## RECORDS FOR THIS EXERCISE
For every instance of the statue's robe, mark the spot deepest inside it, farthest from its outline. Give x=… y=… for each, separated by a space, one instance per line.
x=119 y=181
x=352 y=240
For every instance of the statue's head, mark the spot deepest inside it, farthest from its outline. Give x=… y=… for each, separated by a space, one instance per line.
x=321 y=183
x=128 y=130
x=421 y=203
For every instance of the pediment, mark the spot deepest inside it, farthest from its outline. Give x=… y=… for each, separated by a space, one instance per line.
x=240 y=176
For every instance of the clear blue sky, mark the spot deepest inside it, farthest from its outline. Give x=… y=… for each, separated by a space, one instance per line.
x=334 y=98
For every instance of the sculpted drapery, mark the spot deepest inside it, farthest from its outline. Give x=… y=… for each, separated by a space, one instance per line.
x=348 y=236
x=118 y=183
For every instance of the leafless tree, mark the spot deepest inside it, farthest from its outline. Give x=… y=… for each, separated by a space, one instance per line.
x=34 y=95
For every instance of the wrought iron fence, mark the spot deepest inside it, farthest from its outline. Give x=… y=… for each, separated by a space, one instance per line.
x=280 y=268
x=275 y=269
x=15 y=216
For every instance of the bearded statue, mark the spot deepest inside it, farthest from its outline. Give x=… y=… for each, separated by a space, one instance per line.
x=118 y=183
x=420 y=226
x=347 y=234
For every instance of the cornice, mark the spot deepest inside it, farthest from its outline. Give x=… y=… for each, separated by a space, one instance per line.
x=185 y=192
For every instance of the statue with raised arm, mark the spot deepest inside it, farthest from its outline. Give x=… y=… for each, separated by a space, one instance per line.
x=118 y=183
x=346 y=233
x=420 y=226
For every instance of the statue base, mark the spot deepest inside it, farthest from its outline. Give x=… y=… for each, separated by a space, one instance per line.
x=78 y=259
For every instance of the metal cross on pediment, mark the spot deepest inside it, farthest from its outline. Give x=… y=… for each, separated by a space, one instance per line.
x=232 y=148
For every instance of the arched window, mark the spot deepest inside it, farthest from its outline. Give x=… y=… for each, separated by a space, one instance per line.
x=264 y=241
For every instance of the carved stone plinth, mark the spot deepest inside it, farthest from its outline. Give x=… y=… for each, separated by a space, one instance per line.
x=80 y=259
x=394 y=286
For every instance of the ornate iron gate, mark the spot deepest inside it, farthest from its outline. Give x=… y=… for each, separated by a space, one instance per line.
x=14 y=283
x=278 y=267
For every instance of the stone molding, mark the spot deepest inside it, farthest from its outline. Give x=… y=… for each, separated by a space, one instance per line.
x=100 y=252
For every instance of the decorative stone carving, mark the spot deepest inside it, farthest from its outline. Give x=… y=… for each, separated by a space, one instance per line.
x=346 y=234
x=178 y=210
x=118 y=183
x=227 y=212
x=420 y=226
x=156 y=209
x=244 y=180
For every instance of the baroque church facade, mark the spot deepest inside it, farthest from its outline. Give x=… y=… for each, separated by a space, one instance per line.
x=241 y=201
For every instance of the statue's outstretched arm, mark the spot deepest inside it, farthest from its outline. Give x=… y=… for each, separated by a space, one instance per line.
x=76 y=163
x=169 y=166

## WHAT THE TASK ASKS
Print each of the items above again, word for word and in the same order.

## SOLVED PROBLEM
For every instance of the statue's robe, mark the spot deepest inside it, farthest from its outline. Give x=… y=… for each, separated by a space, one instance per line.
x=119 y=181
x=352 y=240
For every instance of the statue's head, mark the spot deepest inside it, farthest from its outline. Give x=… y=… for each, separated by a space, one instance per line.
x=321 y=183
x=128 y=130
x=421 y=203
For every instance of the pediment, mark the spot deepest inside it, farthest from its outline. Give x=… y=… for each, separated by a space, one instance per line.
x=240 y=176
For every instance of the clear blue sky, mark the spot deepest inside it, farthest from its outline. Give x=… y=… for each, separated by a space, one instance per line.
x=334 y=98
For every instance of the sculpted drapery, mark the spot deepest inside it, farthest from its outline. Give x=… y=… for each, separated by a space, one instance per line.
x=348 y=236
x=118 y=183
For every instance of the leafless tree, mark the spot deepest inside it, farthest from its outline. Give x=… y=… for each, separated by a space, one instance per line.
x=34 y=95
For every instance of the wrought iron fence, mark the spot deepest inside it, farthest from its outline. Give x=… y=… for each, separated by a space, one instance per line.
x=280 y=268
x=275 y=269
x=15 y=216
For every instance of the bearded statue, mark the spot deepest inside it, farthest from its outline. Give x=… y=… for each, separated by a space, one instance per line.
x=118 y=183
x=420 y=226
x=347 y=234
For every instance of the cornice, mark the spot deepest inside it, farthest from its outline. Give x=… y=… for each, separated by a space, one instance per line.
x=185 y=192
For every instance of the statue with raised arm, mark the spot deepest inside it, farthest from its outline. Give x=… y=… for each, separated by a space, one instance per line.
x=118 y=183
x=346 y=233
x=420 y=226
For every instance of the statue base, mark the spot deepest inside it, farthest from its outline. Give x=… y=… for each, separated by a space, one instance per line.
x=78 y=259
For every instance of the metal cross on pediment, mark the spot deepest inside it, farthest from its outline. Give x=… y=… for each, separated by a space, one instance per line.
x=232 y=148
For every instance of the arched window, mark the spot deepest inside it, farthest from its outline. Give x=… y=… for each, separated by a space, one instance per line.
x=264 y=241
For every instance of the carved stone plinth, mark the spot deepest inside it, farthest from its outline. Give x=… y=… for each, separated by a space, one instance per line.
x=80 y=259
x=394 y=286
For every instance of the ornate iron gate, mark the spot deepest inside it, farthest from its outline. Give x=… y=… for each, separated by a space, one instance per line.
x=14 y=283
x=278 y=267
For every instance of the stone molding, mark the spot deepest inside it, farthest from its outline. Give x=… y=… for each, separated by a space, one instance per line.
x=100 y=252
For every instance of the decorative stone carving, mark the spot deepest inside it, farthest from its outline. Give x=… y=… for each, separated by a space, one instance per line.
x=346 y=234
x=178 y=210
x=118 y=183
x=227 y=212
x=420 y=226
x=156 y=209
x=244 y=180
For every instance of the baroque church facade, mark the spot deepest inside it, farthest from its outline. Give x=… y=… for each, separated by a space, one instance per line.
x=241 y=201
For every instance of the statue's outstretched arm, mark the spot deepest inside it, farthest from its outline. Give x=… y=… for each, separated by a space, one instance per line.
x=76 y=163
x=169 y=166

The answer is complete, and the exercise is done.